# start of Page extract

29To deal with this diversity, the central government introduced some intergovernmental mechanisms. The Government Delegation against Gender-Based Violence was established in 2004 to facilitate the implementation of Act 1/2004. So far it has concentrated on fostering coordination between both levels of government and on undertaking evaluations to identify implementation gaps. Likewise, intergovernmental commissions have been set up in the healthcare system, in the courts specialized on gender-based violence or in the use of restraining orders. Still, those devices have failed to assure a homogeneous state-wide policy45. De jure asymmetries in the powers held by regions are coupled with unequal outcomes with regard to gender training, protocols, institutional devices and services provided. Overall, unevenness constitutes one of the main weaknesses of Spanish policies against gender-based violence.46

30Since 2001, starting in Castile La Mancha, all Autonomous Communities but the Balearic Islands, have approved acts against gender-based violence or have included an explicit reference to this social blight in their respective equality acts – as it is the case for the Basque Country. Also, specific plans and protocols are nowadays commonly used to tackle it in a comprehensive manner (calling different levels of government to action, from local to regional tiers, and different types of professionals). It should be noted that the regional policy framework differs from the state-wide framework. While the state-wide Act 1/2004 restricts gender-based violence to intra-partnership violence – referring to physical, psychological and/or economic violence exerted by a current or a former male partner – regional norms have defined gender-based violence in a variety of ways47. While some regions (like Andalusia and Navarre) strictly follow the state-wide policy framework, most regions have transcended this limited approach and covered as well other types of violence. Sexual harassment and human trafficking have been regulated by ten regions, while female genital mutilation is currently covered in eight regions. For example, Catalonia has developed extensive policies to deal with female genital mutilation in response to an increasing population coming from countries in which this practice is vastly performed48. As a result, protocols, training programs or coordination structures to address this type of gender-based violence are available in this region whereas no such measures are found in most of the other Autonomous Communities. The broadest approach is also to be found in Catalonia where its act is not limited to intra-partnership violence but rather expands gender-based violence to that exerted to a woman in the workplace and in the social and community spheres. The Catalan Act 5/2008 on the Right of Women to Eradicate Sexist Violence also defines other types of gender-based violence including, among others: forced marriage, gender violence in armed conflicts, and violence against sexual and reproductive rights.

31This uneven policy framework entails that women do not enjoy the same set of rights and resources throughout the country but rather gender-based violence policies are more or less developed depending on the region, sometimes because they need to tackle different realities. In sum, however, the analysis of policies against gender-based violence reveals the extent to which the combination of weak shared-rule and relatively strong self-rule has led to ‘patchwork’ policies. Such a patchwork approach jeopardizes equality among women when it comes to what protection and services they can count upon in relation to the problems they face with respect to gender-based violence.

# end of Page extract

> Set problem 1: Print everything in the passage on Spanish gender-based violence policy from "31This uneven policy" down to "to gender-based violence." word for word.
> Set problem 2: Extend the passage on Spanish gender-based violence policy, picking up after its final sentence.

# start of Recorded data

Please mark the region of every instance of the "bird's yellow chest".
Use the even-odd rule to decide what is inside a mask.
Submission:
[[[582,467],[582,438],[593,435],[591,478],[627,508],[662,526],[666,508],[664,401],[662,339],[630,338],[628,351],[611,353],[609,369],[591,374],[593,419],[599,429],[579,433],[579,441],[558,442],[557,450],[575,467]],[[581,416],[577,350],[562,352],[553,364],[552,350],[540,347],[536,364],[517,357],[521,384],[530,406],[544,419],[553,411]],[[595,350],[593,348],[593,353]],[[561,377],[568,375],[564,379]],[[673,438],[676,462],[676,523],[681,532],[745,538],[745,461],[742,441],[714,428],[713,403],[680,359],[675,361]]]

# end of Recorded data

> Reply 1:
31This uneven policy framework entails that women do not enjoy the same set of rights and resources throughout the country but rather gender-based violence policies are more or less developed depending on the region, sometimes because they need to tackle different realities. In sum, however, the analysis of policies against gender-based violence reveals the extent to which the combination of weak shared-rule and relatively strong self-rule has led to ‘patchwork’ policies. Such a patchwork approach jeopardizes equality among women when it comes to what protection and services they can count upon in relation to the problems they face with respect to gender-based violence.

> Reply 2:
5. Conclusions

32The article has shown that the multilevel institutional setting of the State of Autonomies has significantly shaped the development of gender equality policies in Spain. On the positive side, territorial dynamics such as competition have stimulated the diffusion of learning processes across regions. Horizontal mimesis has been a crucial factor for the adoption and implementation of gender mainstreaming and the development of equality machineries and policy instruments, including interdepartmental commissions, gender impact assessment reports, gender training, participatory councils and gender equality observatories. The dynamic of a competitive federalism has thus provided the basis for the institutionalization of equality machineries and the development of equality policies in otherwise economically and socially diverse regions. The regional level has also offered new opportunities for feminist policy innovation, particularly when the central government presented opposition towards positive action in political representation. The compounded structure of the Spanish polity has allowed feminists to go level shopping in their pursuit of statutory electoral quotas. However, high decentralization coupled with deficient mechanisms of intergovernmental relations have brought about negative side-effects like ‘patchwork’ policies that fail to guarantee the same rights and equal access to resources to all Spanish women in the field of gender-based violence policies. In this vein, our results align with the conditional approach put forward by the gender and federalism scholarship.

33The Spanish case shows that state-wide steering capacity is not always crucial in the promotion of gender equality. While central steering was key in the development of equality policies and structures in the late 1980s and early 1990s, henceforth policy innovation in Spain has often radiated from the regional level and been cross-loaded throughout the country, both horizontally (across Autonomous Communities) and bottom-up (from the regional level to the central government). Additionally, while the political party in government greatly matters for the promotion of gender equality policies at the central level, competitive learning has partially offset party differences at the regional level. Advanced gender equality policy instruments have been adopted by either progressive, conservative and nationalist parties in regional governments, as in the case of more comprehensive gender-mainstreaming frameworks and policies against gender-based violence as well as more generous electoral gender quotas. Therefore, our analysis provides empirical evidence that territorial politics do not forcibly nor ubiquitously interact negatively with non-territorial interests like sex/gender. Indeed, in Spain, the regions with more salient territorial identities and stronger nationalist parties, such as Catalonia and the Basque Country, have systematically led most policy innovations and further developed gender equality policies.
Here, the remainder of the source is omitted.